**What is required**.
Below are some entries. Repeat exactly the lines from the one with "Target: balcony railing" through the one with "Target: bronze statue", and only those.
Data section Start Marker
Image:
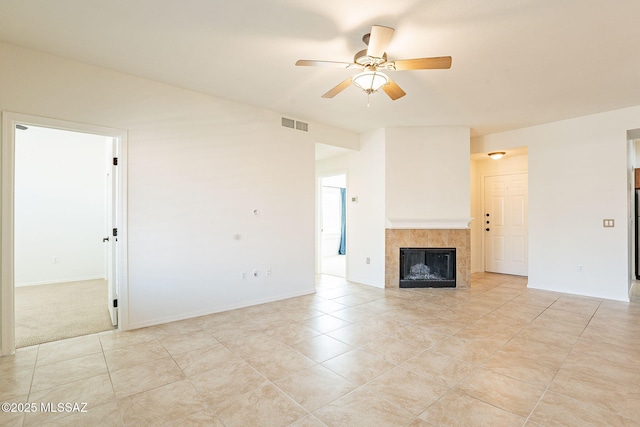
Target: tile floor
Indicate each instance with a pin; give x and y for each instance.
(497, 354)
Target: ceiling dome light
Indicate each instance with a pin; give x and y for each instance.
(370, 81)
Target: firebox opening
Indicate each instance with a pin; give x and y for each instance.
(427, 267)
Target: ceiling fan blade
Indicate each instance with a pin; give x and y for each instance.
(336, 90)
(314, 63)
(393, 90)
(379, 40)
(438, 62)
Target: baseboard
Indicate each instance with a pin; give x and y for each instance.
(51, 282)
(191, 315)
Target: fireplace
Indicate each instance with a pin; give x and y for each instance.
(427, 267)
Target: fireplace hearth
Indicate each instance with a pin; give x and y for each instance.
(427, 267)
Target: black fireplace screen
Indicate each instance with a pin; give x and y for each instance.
(427, 267)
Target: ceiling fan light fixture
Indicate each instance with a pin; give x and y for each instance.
(370, 81)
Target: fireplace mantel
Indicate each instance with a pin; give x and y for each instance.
(428, 224)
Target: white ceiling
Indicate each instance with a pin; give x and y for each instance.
(515, 63)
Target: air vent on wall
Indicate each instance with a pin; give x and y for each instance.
(288, 123)
(302, 126)
(294, 124)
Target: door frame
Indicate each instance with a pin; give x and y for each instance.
(7, 194)
(319, 210)
(484, 209)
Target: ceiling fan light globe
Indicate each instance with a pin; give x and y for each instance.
(370, 81)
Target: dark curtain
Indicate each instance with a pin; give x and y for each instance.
(343, 222)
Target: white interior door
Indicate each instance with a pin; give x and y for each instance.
(506, 224)
(111, 227)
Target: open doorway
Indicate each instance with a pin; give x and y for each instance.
(63, 194)
(333, 225)
(61, 234)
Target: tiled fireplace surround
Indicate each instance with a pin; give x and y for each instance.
(396, 238)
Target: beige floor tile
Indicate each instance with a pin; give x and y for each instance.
(107, 415)
(95, 392)
(360, 408)
(358, 366)
(522, 367)
(255, 345)
(353, 314)
(618, 352)
(555, 410)
(199, 419)
(203, 359)
(15, 384)
(67, 371)
(301, 313)
(176, 328)
(549, 355)
(385, 355)
(457, 409)
(161, 406)
(325, 323)
(604, 369)
(111, 340)
(328, 306)
(176, 344)
(355, 335)
(621, 399)
(225, 380)
(126, 357)
(12, 419)
(393, 350)
(145, 376)
(422, 337)
(566, 316)
(472, 351)
(308, 421)
(384, 324)
(321, 348)
(72, 348)
(264, 406)
(279, 364)
(23, 359)
(407, 390)
(292, 333)
(576, 304)
(507, 393)
(438, 368)
(315, 387)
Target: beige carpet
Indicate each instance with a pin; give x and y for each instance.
(53, 312)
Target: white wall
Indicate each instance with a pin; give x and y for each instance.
(366, 217)
(577, 178)
(480, 169)
(59, 206)
(198, 167)
(427, 173)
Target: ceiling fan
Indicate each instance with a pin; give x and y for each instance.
(373, 59)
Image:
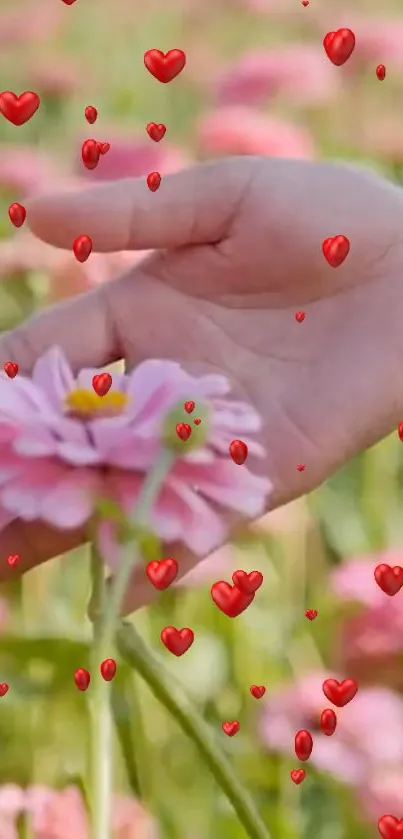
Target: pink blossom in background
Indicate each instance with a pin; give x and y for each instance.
(369, 729)
(236, 130)
(131, 157)
(58, 457)
(54, 814)
(296, 72)
(370, 643)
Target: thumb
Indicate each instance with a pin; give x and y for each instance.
(193, 207)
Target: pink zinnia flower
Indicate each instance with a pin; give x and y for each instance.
(63, 448)
(369, 729)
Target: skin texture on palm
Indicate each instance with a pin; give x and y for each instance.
(238, 249)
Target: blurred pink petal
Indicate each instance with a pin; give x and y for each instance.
(296, 72)
(236, 130)
(369, 729)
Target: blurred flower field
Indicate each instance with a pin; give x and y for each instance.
(256, 82)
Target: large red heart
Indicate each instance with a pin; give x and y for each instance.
(164, 67)
(390, 580)
(19, 109)
(177, 641)
(248, 583)
(340, 693)
(390, 827)
(162, 574)
(230, 599)
(339, 45)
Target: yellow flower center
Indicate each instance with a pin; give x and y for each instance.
(86, 403)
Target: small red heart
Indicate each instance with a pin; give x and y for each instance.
(11, 369)
(164, 67)
(328, 722)
(153, 181)
(90, 152)
(298, 775)
(230, 728)
(303, 744)
(238, 451)
(17, 214)
(91, 113)
(177, 641)
(390, 827)
(82, 678)
(248, 583)
(339, 45)
(162, 574)
(183, 430)
(340, 693)
(335, 250)
(257, 691)
(101, 383)
(230, 599)
(19, 109)
(108, 669)
(156, 131)
(82, 247)
(390, 580)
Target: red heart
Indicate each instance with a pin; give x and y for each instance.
(91, 114)
(19, 109)
(298, 775)
(177, 641)
(230, 599)
(230, 728)
(162, 574)
(248, 583)
(164, 67)
(90, 152)
(108, 669)
(183, 431)
(101, 383)
(303, 744)
(11, 368)
(340, 693)
(328, 722)
(390, 580)
(258, 691)
(82, 247)
(17, 214)
(390, 828)
(156, 131)
(335, 250)
(339, 45)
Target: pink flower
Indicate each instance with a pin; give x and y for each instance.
(61, 814)
(131, 157)
(237, 130)
(369, 730)
(63, 448)
(370, 642)
(297, 72)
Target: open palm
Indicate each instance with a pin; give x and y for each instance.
(237, 251)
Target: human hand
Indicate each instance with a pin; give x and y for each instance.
(238, 249)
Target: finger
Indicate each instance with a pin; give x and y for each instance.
(195, 206)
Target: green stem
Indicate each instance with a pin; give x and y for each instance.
(137, 654)
(101, 741)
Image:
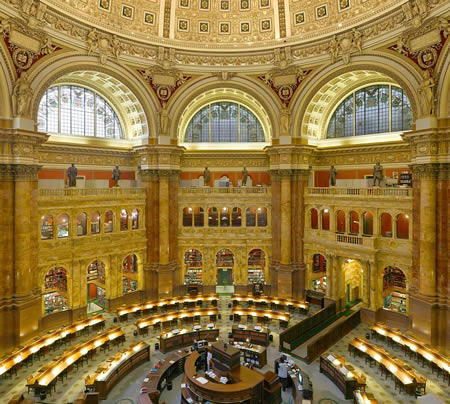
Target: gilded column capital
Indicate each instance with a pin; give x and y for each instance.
(149, 174)
(301, 174)
(19, 172)
(425, 171)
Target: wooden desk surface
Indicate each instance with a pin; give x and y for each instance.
(46, 340)
(262, 313)
(155, 377)
(268, 299)
(362, 397)
(158, 303)
(428, 353)
(392, 364)
(159, 318)
(106, 368)
(246, 378)
(48, 372)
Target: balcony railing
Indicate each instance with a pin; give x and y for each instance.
(224, 190)
(74, 192)
(341, 238)
(370, 192)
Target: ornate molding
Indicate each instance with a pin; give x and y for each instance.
(19, 172)
(425, 171)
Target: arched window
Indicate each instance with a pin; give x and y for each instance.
(46, 227)
(82, 224)
(225, 217)
(367, 224)
(63, 225)
(96, 271)
(74, 110)
(213, 217)
(123, 220)
(366, 111)
(325, 219)
(224, 122)
(109, 221)
(199, 217)
(319, 273)
(394, 289)
(129, 269)
(261, 216)
(402, 226)
(314, 219)
(354, 222)
(256, 266)
(95, 223)
(135, 219)
(386, 225)
(236, 217)
(187, 217)
(193, 265)
(340, 221)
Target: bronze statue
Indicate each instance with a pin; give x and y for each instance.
(333, 174)
(244, 177)
(206, 177)
(377, 174)
(72, 173)
(116, 176)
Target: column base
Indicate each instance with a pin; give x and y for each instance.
(21, 317)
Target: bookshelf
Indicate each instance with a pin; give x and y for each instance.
(54, 302)
(96, 271)
(56, 278)
(193, 267)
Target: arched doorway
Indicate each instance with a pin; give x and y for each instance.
(395, 295)
(96, 294)
(130, 274)
(319, 273)
(353, 280)
(193, 263)
(224, 264)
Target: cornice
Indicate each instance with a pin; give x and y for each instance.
(385, 21)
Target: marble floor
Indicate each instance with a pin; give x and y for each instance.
(125, 392)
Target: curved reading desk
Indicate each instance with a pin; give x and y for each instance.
(248, 386)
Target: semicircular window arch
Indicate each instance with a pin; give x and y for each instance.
(224, 122)
(78, 111)
(381, 108)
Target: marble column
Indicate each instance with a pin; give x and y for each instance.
(285, 210)
(20, 293)
(427, 260)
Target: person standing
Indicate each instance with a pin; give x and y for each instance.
(282, 373)
(72, 173)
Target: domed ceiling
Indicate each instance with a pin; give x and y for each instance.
(224, 23)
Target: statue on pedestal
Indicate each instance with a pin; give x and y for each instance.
(377, 174)
(206, 177)
(116, 176)
(333, 174)
(244, 177)
(72, 173)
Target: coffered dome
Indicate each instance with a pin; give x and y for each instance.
(224, 24)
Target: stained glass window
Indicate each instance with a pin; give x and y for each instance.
(224, 122)
(73, 110)
(374, 109)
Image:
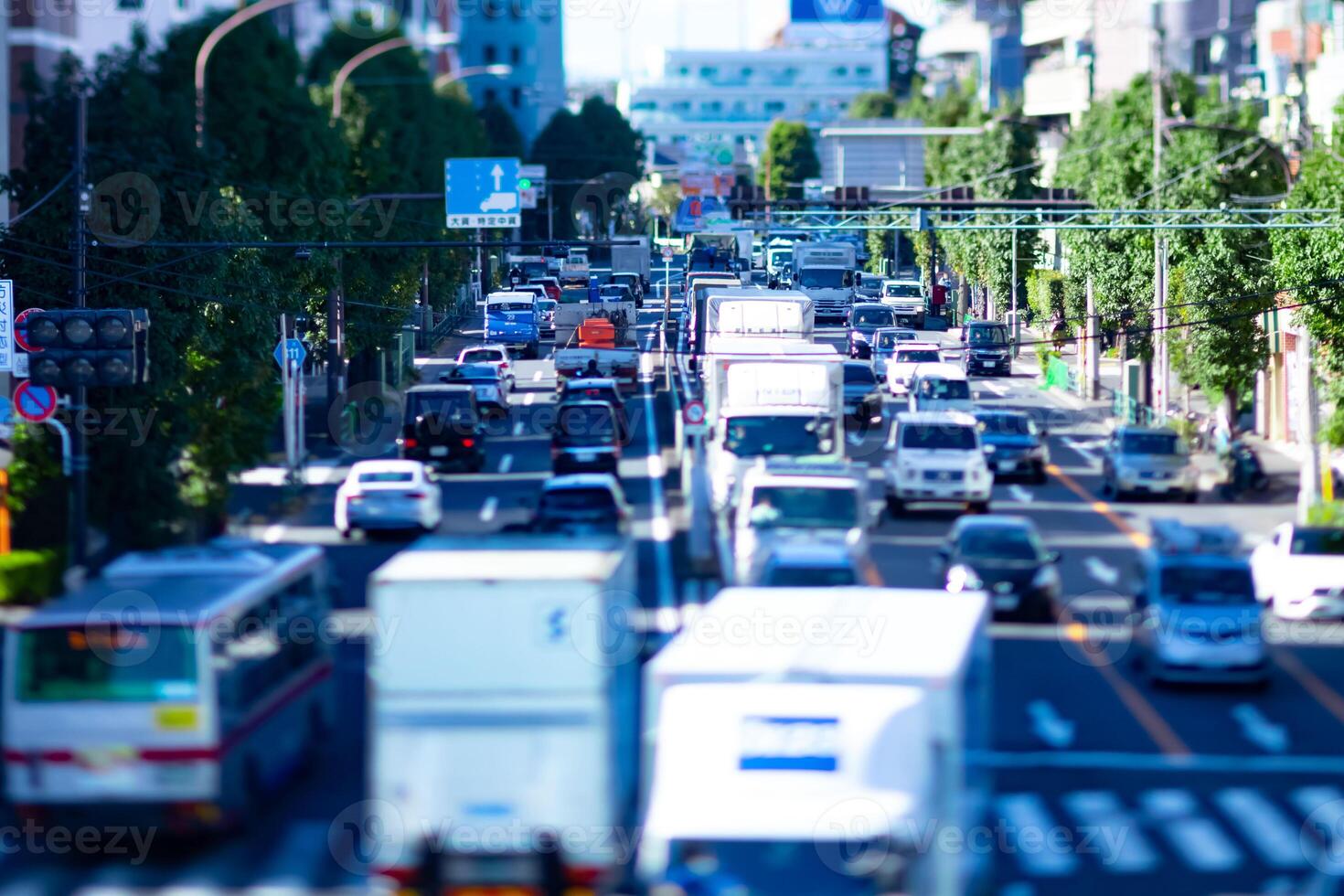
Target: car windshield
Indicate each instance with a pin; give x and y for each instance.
(997, 543)
(859, 374)
(797, 507)
(951, 437)
(388, 475)
(1214, 584)
(902, 291)
(918, 357)
(1006, 423)
(114, 663)
(791, 577)
(1329, 541)
(571, 500)
(988, 336)
(1151, 443)
(824, 278)
(943, 389)
(445, 404)
(794, 435)
(874, 317)
(585, 425)
(480, 355)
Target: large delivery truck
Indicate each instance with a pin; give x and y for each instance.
(502, 712)
(832, 729)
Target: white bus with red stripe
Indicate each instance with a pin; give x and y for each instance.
(183, 687)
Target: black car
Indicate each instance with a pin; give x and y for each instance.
(1014, 445)
(987, 348)
(586, 438)
(862, 394)
(866, 318)
(441, 426)
(1003, 557)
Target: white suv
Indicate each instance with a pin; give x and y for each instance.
(935, 458)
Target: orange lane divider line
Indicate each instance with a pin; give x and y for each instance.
(1138, 539)
(1144, 713)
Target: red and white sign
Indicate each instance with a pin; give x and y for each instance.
(34, 403)
(20, 329)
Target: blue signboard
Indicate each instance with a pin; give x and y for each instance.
(832, 11)
(293, 348)
(481, 192)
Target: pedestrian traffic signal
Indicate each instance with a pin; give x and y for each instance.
(89, 347)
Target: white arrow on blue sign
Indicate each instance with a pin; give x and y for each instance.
(481, 192)
(293, 348)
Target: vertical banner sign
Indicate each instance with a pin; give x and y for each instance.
(5, 325)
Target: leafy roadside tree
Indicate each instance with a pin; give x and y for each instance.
(791, 157)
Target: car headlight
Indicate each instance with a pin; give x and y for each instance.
(1046, 578)
(963, 578)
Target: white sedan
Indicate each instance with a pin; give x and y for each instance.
(389, 495)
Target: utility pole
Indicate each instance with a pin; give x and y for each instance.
(1158, 121)
(80, 443)
(1309, 484)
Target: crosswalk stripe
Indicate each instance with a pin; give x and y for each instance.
(1200, 842)
(1264, 827)
(1029, 817)
(1124, 848)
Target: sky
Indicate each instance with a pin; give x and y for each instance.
(605, 39)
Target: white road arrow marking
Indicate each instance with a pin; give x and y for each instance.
(1103, 571)
(1263, 732)
(1049, 726)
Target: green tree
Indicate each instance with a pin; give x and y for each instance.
(791, 157)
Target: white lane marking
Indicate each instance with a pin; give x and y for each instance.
(1027, 818)
(1258, 730)
(1198, 840)
(1263, 825)
(1125, 850)
(1050, 726)
(1081, 452)
(1101, 571)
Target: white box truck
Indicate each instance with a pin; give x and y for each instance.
(503, 709)
(795, 720)
(752, 311)
(826, 272)
(771, 398)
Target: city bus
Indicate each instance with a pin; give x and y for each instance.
(180, 688)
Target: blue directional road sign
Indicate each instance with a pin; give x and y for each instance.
(293, 348)
(481, 192)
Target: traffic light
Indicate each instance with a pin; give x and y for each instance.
(89, 347)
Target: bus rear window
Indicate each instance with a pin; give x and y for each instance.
(122, 664)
Data section End Marker
**Final answer**.
Target: balcony railing
Indicate each instance with a pin; give x and y for each instance.
(224, 190)
(74, 192)
(341, 238)
(370, 192)
Target: ornate molding
Indicate each instance with a pin; give x and y for each instance.
(19, 172)
(425, 171)
Target: arched window
Indicate each instance with a pin; give x and y for each instance.
(46, 227)
(82, 224)
(225, 217)
(367, 224)
(63, 225)
(96, 271)
(74, 110)
(213, 217)
(123, 220)
(366, 111)
(325, 219)
(224, 122)
(109, 221)
(199, 217)
(319, 273)
(394, 289)
(129, 269)
(261, 216)
(402, 226)
(314, 219)
(354, 222)
(256, 266)
(95, 223)
(135, 219)
(386, 225)
(236, 217)
(187, 217)
(193, 265)
(340, 221)
Target: bronze statue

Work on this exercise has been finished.